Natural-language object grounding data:
§ §
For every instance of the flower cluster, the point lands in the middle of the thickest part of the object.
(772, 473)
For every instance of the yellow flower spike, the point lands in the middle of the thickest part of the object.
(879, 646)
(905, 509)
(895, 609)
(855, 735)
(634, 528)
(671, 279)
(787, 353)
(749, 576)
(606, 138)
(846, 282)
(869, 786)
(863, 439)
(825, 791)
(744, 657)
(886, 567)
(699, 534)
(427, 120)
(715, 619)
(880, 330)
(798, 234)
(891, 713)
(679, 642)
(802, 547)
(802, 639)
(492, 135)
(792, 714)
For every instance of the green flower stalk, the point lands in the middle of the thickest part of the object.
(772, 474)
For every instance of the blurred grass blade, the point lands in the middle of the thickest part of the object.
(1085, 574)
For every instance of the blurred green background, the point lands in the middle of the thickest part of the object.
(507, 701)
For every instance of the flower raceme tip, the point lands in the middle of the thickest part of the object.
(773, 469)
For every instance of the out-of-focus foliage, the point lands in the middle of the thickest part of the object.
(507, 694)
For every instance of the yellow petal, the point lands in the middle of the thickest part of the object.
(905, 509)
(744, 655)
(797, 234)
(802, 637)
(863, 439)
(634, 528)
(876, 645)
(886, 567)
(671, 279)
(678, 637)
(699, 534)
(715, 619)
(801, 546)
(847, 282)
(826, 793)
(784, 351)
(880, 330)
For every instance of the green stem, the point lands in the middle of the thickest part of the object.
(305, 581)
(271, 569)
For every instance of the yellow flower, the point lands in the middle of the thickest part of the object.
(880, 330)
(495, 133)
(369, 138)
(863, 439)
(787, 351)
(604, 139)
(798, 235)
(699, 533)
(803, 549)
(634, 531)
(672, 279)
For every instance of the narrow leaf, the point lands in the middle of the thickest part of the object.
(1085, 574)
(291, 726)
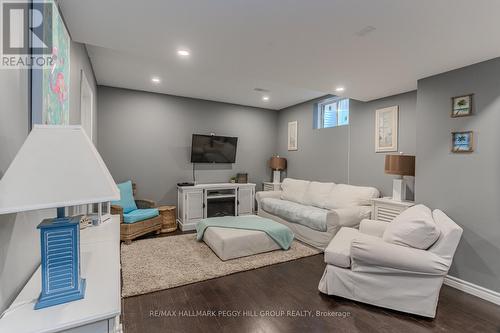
§ §
◆ Problem to solve
Leaving out every picture, repeat the records above exactly as they stand.

◆ Answer for the task
For every instance of the flower cluster, the point lands in the middle of the thickest part of the object.
(772, 473)
For every instance of the yellow flower spike, the point lands in the middle of the thickest part of the object.
(879, 646)
(905, 509)
(895, 609)
(855, 735)
(634, 528)
(671, 279)
(787, 353)
(749, 576)
(606, 138)
(846, 282)
(869, 786)
(863, 439)
(825, 791)
(744, 657)
(886, 567)
(699, 534)
(427, 120)
(715, 619)
(880, 330)
(798, 234)
(891, 713)
(679, 642)
(802, 547)
(802, 639)
(492, 135)
(792, 714)
For every instance of the green flower stalk, the point lands in the middle of the thickest part of the object.
(772, 474)
For every instance of the blurred grass blade, the point lands in the middle of the thickest part of the object.
(1085, 574)
For every instance of the blurred green background, the point lands in the middle of the thickest part of the object.
(507, 701)
For every instance of the flower raceme tip, the point lands in the middle of the thickest part of the object.
(773, 469)
For every instance of the out-of-focus foliage, the point lands in the middle of the thickest part of the object.
(507, 694)
For every instance of the yellow petal, the point lands in the middle of the thickest part of the object.
(905, 509)
(744, 655)
(797, 234)
(802, 637)
(863, 439)
(634, 528)
(876, 645)
(886, 567)
(671, 279)
(678, 637)
(699, 534)
(715, 619)
(801, 546)
(847, 282)
(826, 793)
(784, 351)
(880, 330)
For every instance of the green stem, the point lands in the middle of the thickest part of the object.
(305, 581)
(271, 569)
For every instance of the yellow flower, the point lands in the middle of the thickest part of the object.
(880, 330)
(495, 133)
(369, 138)
(863, 439)
(787, 351)
(604, 139)
(798, 235)
(699, 533)
(803, 549)
(634, 531)
(672, 279)
For every instance of the narrow leaf, the point lands in the middle of the thickest part of the object.
(1085, 574)
(291, 726)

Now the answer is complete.